··· BRANO FORNITO ···

Se io sentivo la pressione, ero cosciente che il rubinetto fosse chiuso e sapevo che si poteva aprire…dove cavolo ero?
Rintronato…malato…incapace.
Ah, no! il rubinetto doveva essere aperto da qualcun altro, è chiaro…ma allora io ero il liquido prima della chiusura di quel rubinetto. Sono morto perché qualcuno non ha aperto? Impossibile.
…rintronato, malato…incapace…

Attraverso la respirazione riprendiamo contatto con il nostro corpo, accarezziamolo, percorriamolo, sentiamone il peso, lo spessore, la presenza…..
Ringraziamo gli amici che sono stati con noi, grati della loro presenza.

È tempo, è tempo ora di terminare.
A voi tutti il mio saluto, arrivederci.

quattroluglio 08

Ancora, adesso io Emanuele per il cerchio, il cerchio spiritico.

··· RIGHE MEMORIZZATE ···

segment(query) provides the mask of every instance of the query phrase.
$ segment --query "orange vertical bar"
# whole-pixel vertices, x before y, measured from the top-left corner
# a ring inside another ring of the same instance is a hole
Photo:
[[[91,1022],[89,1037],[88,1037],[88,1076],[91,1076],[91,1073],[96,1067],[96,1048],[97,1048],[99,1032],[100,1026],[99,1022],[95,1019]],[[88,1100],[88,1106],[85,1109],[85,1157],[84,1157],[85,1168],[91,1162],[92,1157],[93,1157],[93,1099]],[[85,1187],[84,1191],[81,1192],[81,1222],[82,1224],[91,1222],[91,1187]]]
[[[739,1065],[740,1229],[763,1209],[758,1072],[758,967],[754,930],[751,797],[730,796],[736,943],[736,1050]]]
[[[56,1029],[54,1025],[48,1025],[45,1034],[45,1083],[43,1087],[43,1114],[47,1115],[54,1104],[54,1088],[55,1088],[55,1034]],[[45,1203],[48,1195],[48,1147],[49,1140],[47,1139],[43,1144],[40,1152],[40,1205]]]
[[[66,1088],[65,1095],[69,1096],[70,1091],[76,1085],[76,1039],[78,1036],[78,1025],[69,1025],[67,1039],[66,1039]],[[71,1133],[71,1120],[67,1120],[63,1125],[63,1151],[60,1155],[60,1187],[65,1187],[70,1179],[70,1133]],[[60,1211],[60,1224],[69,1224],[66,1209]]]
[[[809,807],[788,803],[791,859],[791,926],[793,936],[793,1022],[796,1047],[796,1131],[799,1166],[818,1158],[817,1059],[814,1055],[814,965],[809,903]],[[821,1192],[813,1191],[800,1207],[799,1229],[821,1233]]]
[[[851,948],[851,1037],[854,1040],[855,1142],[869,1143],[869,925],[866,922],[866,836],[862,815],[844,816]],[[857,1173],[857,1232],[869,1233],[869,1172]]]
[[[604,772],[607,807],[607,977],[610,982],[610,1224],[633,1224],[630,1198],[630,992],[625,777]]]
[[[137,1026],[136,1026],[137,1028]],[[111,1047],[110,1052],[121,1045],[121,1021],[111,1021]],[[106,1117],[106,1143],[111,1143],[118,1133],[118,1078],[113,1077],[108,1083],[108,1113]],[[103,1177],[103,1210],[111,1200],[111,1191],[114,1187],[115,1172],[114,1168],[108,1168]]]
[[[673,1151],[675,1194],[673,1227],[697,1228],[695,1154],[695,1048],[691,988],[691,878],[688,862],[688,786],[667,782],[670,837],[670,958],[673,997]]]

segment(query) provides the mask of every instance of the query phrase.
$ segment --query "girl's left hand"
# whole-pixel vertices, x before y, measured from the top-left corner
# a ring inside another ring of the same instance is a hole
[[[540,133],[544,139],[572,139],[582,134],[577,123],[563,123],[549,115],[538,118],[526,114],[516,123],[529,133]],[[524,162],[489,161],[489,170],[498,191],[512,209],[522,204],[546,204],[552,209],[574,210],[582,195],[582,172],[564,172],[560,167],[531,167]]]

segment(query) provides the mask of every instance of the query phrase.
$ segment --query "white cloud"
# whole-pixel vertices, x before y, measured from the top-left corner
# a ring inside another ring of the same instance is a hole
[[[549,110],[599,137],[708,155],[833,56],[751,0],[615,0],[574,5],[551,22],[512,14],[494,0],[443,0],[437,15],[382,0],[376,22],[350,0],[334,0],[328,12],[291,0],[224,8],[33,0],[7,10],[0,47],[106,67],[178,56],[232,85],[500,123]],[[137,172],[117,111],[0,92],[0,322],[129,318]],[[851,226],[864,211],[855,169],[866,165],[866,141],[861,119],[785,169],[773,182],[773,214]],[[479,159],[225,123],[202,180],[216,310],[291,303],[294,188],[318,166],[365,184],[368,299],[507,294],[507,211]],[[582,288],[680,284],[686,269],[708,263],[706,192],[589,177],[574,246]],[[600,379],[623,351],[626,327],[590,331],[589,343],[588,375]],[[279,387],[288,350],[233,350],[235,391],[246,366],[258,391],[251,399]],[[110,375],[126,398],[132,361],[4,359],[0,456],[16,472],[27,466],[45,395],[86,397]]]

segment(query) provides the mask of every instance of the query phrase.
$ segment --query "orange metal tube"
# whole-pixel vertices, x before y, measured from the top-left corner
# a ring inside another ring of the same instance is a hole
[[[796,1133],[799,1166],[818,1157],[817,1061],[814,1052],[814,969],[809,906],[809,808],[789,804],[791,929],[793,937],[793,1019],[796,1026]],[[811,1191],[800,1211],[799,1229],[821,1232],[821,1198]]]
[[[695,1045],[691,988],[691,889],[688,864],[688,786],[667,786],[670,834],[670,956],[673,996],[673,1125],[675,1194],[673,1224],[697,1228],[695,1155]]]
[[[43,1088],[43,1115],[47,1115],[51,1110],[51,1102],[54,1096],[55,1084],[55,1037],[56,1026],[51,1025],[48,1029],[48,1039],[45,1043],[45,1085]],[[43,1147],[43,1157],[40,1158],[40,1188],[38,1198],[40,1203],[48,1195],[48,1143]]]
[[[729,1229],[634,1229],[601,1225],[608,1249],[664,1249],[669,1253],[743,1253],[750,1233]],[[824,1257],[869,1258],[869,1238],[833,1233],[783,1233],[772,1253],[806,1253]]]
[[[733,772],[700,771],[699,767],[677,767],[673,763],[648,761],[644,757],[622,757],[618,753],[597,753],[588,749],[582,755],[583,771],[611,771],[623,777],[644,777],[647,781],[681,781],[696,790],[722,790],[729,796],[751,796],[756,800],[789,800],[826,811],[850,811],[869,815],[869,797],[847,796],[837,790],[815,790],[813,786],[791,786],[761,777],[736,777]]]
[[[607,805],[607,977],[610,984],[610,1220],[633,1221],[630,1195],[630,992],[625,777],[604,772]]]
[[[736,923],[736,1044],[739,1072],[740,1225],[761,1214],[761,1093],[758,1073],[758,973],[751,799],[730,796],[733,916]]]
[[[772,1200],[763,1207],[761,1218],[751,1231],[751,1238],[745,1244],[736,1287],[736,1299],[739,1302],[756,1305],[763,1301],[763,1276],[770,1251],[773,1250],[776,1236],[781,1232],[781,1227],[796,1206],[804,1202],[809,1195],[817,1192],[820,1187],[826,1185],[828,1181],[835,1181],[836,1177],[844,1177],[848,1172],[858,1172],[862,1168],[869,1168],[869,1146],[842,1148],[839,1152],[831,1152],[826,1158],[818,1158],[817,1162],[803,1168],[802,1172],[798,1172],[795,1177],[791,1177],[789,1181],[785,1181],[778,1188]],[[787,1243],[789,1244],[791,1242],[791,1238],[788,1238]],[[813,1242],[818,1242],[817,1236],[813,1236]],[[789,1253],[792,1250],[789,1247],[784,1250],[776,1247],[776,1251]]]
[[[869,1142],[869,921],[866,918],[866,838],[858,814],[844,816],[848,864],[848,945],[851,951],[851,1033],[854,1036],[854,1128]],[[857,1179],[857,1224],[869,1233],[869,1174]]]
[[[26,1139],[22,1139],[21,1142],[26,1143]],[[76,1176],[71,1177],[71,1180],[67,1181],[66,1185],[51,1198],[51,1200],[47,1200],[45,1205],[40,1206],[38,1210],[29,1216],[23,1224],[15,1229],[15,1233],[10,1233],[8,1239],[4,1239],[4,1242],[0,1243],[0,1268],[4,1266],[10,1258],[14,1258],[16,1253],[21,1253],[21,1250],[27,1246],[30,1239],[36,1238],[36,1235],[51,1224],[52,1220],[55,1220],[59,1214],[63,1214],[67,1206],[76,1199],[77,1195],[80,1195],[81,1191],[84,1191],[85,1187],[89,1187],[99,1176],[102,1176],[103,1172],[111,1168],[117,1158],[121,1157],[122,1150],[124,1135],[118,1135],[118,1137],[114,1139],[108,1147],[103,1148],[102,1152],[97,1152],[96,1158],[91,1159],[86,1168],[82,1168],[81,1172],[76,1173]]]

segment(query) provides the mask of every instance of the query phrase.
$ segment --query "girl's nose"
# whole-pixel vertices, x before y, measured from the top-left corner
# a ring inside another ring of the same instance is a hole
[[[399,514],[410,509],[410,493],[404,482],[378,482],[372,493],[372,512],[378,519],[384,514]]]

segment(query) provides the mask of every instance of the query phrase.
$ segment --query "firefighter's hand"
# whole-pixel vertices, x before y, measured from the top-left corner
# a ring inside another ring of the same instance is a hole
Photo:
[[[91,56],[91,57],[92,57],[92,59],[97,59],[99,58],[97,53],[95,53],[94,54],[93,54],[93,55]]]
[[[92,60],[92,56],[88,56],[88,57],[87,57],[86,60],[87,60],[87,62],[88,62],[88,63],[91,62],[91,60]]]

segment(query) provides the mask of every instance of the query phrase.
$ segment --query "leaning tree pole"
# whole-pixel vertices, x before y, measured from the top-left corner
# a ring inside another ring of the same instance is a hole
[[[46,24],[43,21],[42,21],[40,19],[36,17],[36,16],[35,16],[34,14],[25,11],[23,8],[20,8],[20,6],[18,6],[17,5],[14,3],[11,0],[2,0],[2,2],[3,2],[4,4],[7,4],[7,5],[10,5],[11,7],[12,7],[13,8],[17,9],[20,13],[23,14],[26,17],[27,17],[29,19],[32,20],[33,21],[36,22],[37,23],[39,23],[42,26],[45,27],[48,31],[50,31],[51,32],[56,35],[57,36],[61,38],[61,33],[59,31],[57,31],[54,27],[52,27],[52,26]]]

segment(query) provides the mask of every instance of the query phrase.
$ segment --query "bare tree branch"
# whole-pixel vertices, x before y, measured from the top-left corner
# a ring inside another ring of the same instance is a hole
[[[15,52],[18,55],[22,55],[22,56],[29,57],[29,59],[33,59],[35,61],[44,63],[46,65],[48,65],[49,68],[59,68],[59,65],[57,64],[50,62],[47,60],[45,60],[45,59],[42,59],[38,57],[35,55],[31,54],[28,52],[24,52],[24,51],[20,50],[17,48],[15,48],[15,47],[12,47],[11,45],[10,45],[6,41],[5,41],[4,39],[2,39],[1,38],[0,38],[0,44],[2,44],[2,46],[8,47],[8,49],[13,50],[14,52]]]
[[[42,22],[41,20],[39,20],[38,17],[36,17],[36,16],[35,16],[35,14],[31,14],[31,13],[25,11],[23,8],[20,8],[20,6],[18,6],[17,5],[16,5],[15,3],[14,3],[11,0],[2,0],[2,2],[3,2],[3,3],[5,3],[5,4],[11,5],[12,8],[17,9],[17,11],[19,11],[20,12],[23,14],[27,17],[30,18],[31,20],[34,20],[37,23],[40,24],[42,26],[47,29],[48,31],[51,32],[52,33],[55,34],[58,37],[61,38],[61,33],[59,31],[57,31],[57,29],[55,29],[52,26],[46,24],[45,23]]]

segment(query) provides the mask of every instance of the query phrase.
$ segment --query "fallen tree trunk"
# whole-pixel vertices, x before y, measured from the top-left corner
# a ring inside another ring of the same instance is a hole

···

# COMPITO DA SVOLGERE
Prosegui il testo sul cerchio spiritico, riprendendo subito dopo la sua ultima frase.

# RISPOSTA
Questa sera desidero, vi chiedo di poter andare tutti quanti subito in quella che è la nostra grotta…perché se è vero – come è vero – che essere medium di sé stessi vuol dire lasciare emergere, dare voce a ciò che emerge, si palesa,, spinge, urge, cerchiamo di farlo questa sera svincolandoci da quello che è il metodo, la prassi, il modo, cercando di porci là, quieti, in quel cerchio di luce per poter ascoltare…per poter ascoltare non la voce di Emanuele ma la voce di R. , di J. , di G. , di Fr. , di N. e di chi altro volesse dare voce alla propria presenza qui tra di noi, sia esso un amico non presente, sia esso un amico che veste abiti nuovi.
Ma non lasciamoci distrarre da attese, da situazioni, da modi, ma chetamene cerchiamo di entrare dentro di noi per portare al di fuori, al centro di questo cerchio sospeso in quel raggio di luce che cade dall’alto, quel raggio di sole, quella luce, quel colore che contiene tutto ciò che la luce è, tutti i colori che possono renderlo sospeso, visibile, palese, che faccia rumore, che faccia suono, che faccia parola…nella tranquillità del sentirci protetti, liberi.
Lasciamoci bagnare da questa luce che cade dall’alto e abbandoniamoci allo scorrere di quest’acqua che ci dilava, che rilassa, cheta, cessa l’attenzione dal nostro corpo.
Sentiamoci comodi, rilassati, in buona compagnia, in certa protezione, liberi da giudizi e da controlli.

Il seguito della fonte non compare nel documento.